Selected passage =

......

'It's out of control': Residents demand traffic fixes at site of crash that killed 5-year-old and grandmother

Lutherville-Timonium residents packed the Pot Spring Elementary School cafeteria Wednesday night to call for bump strips, stop signs and other traffic signals on the street where a girl and her grandmother were struck and killed by a vehicle last week.

“It’s out of control,” said Wendy Elkins, 42. She said her 5- and 7-year-old children are no longer allowed to play in the front yard of their home.

Deborah Limmer, 60, was walking with her 5-year-old granddaughter, Delaney Gaddis, on Girdwood Road on the morning of July 23 when police said an SUV veered onto the sidewalk and struck them. Callie Noble Schwarzman has been charged with vehicular homicide and driving under the influence in the crash.

Residents who live on Girdwood Road said accidents are common. Some have seen cars totaled. Others at the meeting said they regularly see drivers hit fire hydrants or hop the street’s grassy median.

......

Study material =
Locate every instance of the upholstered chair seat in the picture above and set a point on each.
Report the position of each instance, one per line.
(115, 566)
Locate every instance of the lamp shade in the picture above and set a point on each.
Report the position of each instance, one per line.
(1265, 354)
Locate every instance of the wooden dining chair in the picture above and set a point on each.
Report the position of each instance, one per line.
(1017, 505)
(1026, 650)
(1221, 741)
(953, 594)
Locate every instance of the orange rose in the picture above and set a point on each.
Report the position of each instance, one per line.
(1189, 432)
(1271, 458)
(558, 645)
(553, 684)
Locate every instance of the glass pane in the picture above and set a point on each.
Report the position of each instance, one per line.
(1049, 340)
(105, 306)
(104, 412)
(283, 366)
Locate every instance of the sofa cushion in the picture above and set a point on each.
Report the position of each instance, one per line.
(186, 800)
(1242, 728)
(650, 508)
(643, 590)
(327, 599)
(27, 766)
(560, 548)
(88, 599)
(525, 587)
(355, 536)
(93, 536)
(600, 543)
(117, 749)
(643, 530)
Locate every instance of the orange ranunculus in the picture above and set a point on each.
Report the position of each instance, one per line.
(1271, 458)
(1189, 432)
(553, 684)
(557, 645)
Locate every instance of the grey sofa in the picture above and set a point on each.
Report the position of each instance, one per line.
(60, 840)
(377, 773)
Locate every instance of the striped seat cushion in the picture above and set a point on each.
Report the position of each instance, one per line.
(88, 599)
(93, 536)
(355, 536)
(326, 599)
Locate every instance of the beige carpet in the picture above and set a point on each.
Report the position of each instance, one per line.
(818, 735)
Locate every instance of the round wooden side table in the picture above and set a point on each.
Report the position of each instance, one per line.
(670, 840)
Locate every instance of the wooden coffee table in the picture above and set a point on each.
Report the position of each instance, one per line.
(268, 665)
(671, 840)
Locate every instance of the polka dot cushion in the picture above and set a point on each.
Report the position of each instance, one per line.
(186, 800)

......

Problem =
Continue the article about the Girdwood Road crash and residents' traffic demands, picking up after its final sentence. The data has no connection to the text about the Girdwood Road crash.

Answer to this exercise =
“I’ve had three cars hit in the last three years,” said Tom McComas, 56. The engineer and Girdwood Road resident called for a “permanent solution” to curb speeding, such as rumble strips or stop signs.

Baltimore County Councilman Wade Kach, who represents the neighborhood, said he blames the sharp-curved street’s design.

“I think the design needs to be looked at very closely and changes need to be made,” Kach said.

Kach suggested in the meantime planting more stop signs on the street and yellow signs that read “15 mph.”

The meeting’s attendees expressed urgency for change.

“Do something tomorrow! Now means now!” a woman shouted from the crowd.

Community members suggested the Baltimore County Department of Public Works permanently close Girdwood Road, as drivers often use the street as a shortcut to major roads.

Steven Walsh, DPW director, promised updates by the first day of school.

“In a month or so we can communicate to the community some additional devices we can put in the community,” Walsh said.

The room fell silent when Brian Gaddis, Delaney Gaddis’ father, took the microphone.

“I don’t live in the neighborhood, but it pains me to hear that children can’t play in their front yards,” Gaddis said.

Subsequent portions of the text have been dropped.